Tasks to complete
[1] Name every accessibility feature that the article on family rooms and pram routes lists for the trust sites.
[2] In the article on family rooms and pram routes, why do the family rooms have a 15-minute turnover target, and why do reception teams record occupancy counts?
[3] According to the article on family rooms and pram routes, what share of respondents to the Care Quality Commission's 2024 maternity survey reported definite trust in staff during labor and birth?

Family rooms and pram routes revamp visits at trust sites
A London NHS trust has refitted waiting areas with buggy-friendly corridors, baby-change bays and two bookable family rooms beside outpatient clinics, so parents attending routine scans or check-ups can manage feeds and nappy changes on site rather than cutting visits short.
The changes were phased in across spring and summer 2025 after estates teams mapped the most crowded routes and found that a typical morning clinic saw dozens of buggies queuing at lifts; the refit added wider turning space, pram parking rails and clear signage so families could move between reception and phlebotomy without back-tracking.
The trust says the shift responds to national feedback trends captured in the Care Quality Commission’s maternity survey, where 77% of respondents in 2024 reported definite trust in staff during labour and birth, down a point from 2023, signalling appetite for small, visible improvements that make everyday visits calmer for new and expecting parents.
Opening hours for the two family rooms run alongside clinic timetables—mornings to late afternoon on weekdays—with a simple 15-minute turnover target so spaces can be used by several families each hour; reception teams record occupancy counts to decide whether a third room is needed at peak times.
Accessibility is built into the detail: step-free paths link the rooms to bus stops and drop-offs, induction-loop indicators sit next to call bells, and laminated how-to cards in the most requested languages explain room use, bottle-warming points and where to request interpreter support for appointments.
Day to day, the effect is deliberately ordinary—a parent settles a feed before a sonography slot, another wheels a buggy straight to a marked bay, and a carer uses the quiet room to calm a toddler—while managers track occupancy medians and wayfinding queries through the rest of 2025 to judge if the tweaks make visits smoother across the site.

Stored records
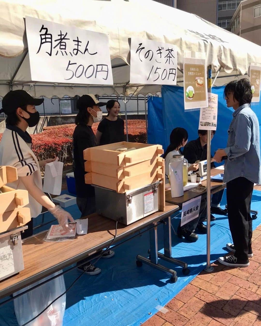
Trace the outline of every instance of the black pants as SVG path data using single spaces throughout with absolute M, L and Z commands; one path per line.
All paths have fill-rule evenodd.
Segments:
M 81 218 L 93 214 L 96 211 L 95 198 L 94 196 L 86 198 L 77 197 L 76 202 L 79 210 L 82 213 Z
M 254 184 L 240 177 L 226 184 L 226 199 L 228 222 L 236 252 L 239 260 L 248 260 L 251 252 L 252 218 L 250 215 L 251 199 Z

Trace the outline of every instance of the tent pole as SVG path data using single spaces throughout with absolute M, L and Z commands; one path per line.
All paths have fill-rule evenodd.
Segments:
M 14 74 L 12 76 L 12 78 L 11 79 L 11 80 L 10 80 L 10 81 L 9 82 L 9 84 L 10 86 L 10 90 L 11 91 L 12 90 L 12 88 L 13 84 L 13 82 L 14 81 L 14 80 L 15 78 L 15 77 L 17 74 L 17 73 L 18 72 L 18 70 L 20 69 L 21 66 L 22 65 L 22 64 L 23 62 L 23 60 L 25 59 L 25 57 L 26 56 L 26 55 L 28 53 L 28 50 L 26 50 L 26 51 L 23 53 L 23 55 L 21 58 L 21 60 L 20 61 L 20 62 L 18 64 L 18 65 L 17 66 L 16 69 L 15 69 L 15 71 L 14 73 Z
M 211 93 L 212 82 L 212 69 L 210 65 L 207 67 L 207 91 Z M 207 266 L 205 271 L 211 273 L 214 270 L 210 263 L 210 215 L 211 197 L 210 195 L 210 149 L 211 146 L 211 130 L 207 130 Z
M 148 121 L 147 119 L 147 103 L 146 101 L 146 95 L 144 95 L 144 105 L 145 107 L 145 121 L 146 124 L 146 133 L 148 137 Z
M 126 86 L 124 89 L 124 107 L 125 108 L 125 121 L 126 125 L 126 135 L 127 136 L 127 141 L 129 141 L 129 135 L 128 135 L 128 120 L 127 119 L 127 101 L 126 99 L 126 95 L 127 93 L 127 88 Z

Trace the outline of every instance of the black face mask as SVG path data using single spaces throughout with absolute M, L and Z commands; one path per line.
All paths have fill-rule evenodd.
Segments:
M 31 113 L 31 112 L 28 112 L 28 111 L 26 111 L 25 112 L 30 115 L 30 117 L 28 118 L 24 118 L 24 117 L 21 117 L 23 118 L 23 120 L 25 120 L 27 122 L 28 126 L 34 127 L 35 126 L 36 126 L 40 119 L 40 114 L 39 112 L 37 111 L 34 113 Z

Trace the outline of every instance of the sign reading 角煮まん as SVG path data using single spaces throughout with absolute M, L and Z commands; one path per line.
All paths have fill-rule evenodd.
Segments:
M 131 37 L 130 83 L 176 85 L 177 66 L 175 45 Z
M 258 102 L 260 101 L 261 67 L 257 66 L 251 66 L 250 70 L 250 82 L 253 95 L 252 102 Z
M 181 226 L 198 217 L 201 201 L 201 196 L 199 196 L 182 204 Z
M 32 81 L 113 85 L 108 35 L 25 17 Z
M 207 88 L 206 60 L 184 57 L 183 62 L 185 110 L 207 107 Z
* * *
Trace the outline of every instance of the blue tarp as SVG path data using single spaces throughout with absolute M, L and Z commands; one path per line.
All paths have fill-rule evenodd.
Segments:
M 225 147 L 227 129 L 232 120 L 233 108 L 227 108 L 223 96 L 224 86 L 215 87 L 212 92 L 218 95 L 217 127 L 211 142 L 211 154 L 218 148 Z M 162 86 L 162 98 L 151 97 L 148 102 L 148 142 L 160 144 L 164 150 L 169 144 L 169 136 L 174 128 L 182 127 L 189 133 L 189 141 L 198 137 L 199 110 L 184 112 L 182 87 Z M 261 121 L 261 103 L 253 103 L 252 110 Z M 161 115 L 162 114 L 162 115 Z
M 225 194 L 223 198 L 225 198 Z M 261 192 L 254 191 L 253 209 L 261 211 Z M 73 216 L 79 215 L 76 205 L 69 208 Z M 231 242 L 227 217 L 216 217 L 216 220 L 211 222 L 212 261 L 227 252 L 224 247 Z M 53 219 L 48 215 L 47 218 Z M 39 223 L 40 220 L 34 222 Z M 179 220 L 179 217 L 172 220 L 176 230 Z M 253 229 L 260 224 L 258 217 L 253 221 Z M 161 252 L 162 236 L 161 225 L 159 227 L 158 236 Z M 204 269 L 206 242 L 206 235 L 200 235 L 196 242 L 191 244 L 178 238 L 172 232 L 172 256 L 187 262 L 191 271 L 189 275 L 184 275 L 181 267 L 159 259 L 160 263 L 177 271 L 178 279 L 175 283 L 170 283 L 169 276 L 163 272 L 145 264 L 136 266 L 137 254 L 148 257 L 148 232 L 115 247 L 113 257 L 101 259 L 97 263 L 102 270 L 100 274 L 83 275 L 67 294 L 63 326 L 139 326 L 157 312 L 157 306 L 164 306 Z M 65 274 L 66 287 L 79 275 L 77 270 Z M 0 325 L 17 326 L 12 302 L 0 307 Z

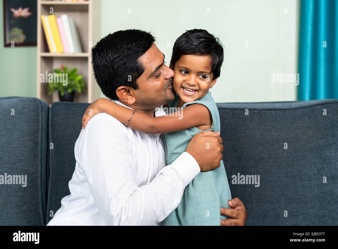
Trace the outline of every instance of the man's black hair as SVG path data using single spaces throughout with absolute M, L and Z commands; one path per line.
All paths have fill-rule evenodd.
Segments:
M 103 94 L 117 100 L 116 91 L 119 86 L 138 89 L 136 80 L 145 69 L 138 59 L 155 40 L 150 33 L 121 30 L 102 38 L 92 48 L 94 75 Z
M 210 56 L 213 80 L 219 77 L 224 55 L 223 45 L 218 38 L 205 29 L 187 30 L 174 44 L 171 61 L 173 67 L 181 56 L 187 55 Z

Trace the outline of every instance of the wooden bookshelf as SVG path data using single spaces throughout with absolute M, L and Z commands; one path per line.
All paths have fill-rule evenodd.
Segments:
--
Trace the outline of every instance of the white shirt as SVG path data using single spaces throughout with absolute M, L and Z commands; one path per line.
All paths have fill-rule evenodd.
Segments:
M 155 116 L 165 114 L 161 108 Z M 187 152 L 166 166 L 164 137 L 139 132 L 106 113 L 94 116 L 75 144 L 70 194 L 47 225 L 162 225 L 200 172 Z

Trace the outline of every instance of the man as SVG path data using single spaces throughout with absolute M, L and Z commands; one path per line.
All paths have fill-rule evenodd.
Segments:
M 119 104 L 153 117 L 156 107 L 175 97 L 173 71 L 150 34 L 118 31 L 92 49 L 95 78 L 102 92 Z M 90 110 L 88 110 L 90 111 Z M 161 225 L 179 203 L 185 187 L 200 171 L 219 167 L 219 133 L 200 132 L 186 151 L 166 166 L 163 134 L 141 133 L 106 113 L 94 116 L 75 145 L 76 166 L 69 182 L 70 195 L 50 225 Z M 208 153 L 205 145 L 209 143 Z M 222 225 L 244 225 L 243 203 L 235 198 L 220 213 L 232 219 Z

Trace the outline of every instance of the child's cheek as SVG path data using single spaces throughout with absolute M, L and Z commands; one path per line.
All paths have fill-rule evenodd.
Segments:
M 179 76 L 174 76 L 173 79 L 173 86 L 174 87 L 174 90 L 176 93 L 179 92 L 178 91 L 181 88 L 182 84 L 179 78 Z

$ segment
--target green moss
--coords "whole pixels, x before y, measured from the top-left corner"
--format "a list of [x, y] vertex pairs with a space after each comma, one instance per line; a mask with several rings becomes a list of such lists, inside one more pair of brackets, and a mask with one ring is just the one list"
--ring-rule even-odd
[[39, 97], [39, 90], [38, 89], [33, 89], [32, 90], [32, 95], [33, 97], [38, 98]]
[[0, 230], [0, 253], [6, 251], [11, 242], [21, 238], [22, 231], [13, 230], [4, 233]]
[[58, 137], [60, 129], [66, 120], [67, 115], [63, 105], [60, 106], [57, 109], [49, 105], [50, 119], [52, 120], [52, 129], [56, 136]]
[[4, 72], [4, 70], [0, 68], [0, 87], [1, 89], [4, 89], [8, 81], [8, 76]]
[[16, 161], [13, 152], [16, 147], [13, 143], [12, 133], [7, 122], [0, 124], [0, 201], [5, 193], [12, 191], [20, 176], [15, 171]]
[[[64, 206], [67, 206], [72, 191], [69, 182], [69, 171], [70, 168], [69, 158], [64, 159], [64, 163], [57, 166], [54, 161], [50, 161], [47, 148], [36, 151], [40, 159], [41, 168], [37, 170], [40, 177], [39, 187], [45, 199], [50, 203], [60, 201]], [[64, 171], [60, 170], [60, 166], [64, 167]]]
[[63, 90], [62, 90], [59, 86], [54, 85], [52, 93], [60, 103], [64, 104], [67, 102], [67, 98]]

Solutions to each task
[1]
- Step-free paths linking the rooms to bus stops and drop-offs
- Induction-loop indicators next to call bells
- Laminated how-to cards in the most requested languages, explaining room use, bottle-warming points and where to request interpreter support for appointments

[2] The 15-minute turnover target lets several families use the spaces each hour. Reception teams record occupancy counts to decide whether a third room is needed at peak times.

[3] 77%, down one point from 2023.